▶ **Written problem**
Quote the records word for word from the line containing "Where can the yellow" through the end of the records, with that first line and the final line both included.

Excerpts from a point labeling dataset:

Begin

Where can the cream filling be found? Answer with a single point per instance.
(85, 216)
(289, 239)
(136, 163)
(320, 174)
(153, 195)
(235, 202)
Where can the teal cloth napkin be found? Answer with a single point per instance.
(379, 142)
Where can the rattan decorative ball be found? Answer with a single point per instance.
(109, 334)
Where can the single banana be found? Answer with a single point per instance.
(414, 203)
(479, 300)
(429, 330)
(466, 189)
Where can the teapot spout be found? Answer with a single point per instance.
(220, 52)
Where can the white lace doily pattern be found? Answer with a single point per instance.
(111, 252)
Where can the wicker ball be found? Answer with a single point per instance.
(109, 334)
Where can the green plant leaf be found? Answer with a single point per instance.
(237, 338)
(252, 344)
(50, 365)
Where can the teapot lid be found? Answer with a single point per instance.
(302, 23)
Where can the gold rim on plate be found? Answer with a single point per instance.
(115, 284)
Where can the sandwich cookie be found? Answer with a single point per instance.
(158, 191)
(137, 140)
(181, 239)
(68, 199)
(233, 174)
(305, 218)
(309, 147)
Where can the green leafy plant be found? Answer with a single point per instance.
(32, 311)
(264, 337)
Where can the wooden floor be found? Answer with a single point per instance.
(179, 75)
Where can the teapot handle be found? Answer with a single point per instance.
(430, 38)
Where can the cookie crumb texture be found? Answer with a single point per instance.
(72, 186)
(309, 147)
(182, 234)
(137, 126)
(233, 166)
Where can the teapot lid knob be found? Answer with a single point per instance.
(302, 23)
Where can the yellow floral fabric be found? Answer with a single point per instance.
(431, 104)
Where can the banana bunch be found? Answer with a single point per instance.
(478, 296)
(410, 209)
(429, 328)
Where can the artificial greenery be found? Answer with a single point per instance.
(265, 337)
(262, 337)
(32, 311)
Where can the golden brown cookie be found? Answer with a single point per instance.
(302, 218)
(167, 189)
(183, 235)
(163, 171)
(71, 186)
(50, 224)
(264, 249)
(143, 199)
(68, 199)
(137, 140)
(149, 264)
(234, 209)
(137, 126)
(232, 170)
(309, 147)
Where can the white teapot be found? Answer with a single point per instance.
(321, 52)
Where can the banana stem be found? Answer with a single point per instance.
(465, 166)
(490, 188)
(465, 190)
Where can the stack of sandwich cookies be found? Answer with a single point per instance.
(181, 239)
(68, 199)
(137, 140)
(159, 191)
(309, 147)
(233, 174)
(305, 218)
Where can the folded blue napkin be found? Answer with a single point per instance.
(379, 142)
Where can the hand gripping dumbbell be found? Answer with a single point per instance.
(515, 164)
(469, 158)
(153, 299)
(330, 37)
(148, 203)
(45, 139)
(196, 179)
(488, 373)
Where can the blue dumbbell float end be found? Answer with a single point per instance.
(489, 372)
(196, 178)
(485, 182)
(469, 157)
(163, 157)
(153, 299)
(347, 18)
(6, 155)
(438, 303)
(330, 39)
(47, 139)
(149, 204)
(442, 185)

End

▶ **Answer to this exercise**
Where can the yellow floral fabric be found? Answer with a single point per instance.
(431, 104)
Where can the banana bunch be found? Answer with a single point per instance.
(478, 296)
(410, 209)
(429, 328)
Where can the artificial greenery be found? Answer with a single point per instance.
(265, 337)
(262, 337)
(32, 311)
Where can the golden brown cookie be found? Answer with a single point per instance.
(302, 218)
(167, 189)
(183, 235)
(163, 171)
(71, 186)
(50, 224)
(264, 249)
(143, 199)
(68, 199)
(137, 140)
(149, 264)
(234, 209)
(137, 126)
(232, 170)
(309, 147)
Where can the white teapot be found? Answer with a single point per instance.
(321, 52)
Where can the banana stem be found? Answer with a single point per instance.
(465, 166)
(490, 188)
(465, 190)
Where can the stack of sandwich cookies be found? Answer with a single point per instance.
(181, 239)
(68, 199)
(137, 140)
(159, 191)
(309, 147)
(233, 174)
(305, 218)
Where can the folded blue napkin be found? Answer with a single point per instance.
(379, 142)
Where can the hand gripping dumbbell be found? Answer with a single point per instance.
(515, 164)
(469, 158)
(153, 299)
(330, 37)
(148, 203)
(45, 139)
(196, 179)
(488, 373)
Where can the blue dumbbell float end be found? Answer with a single point per instance.
(489, 372)
(196, 178)
(485, 182)
(469, 157)
(163, 157)
(153, 299)
(347, 18)
(6, 155)
(438, 303)
(330, 39)
(47, 139)
(149, 204)
(442, 185)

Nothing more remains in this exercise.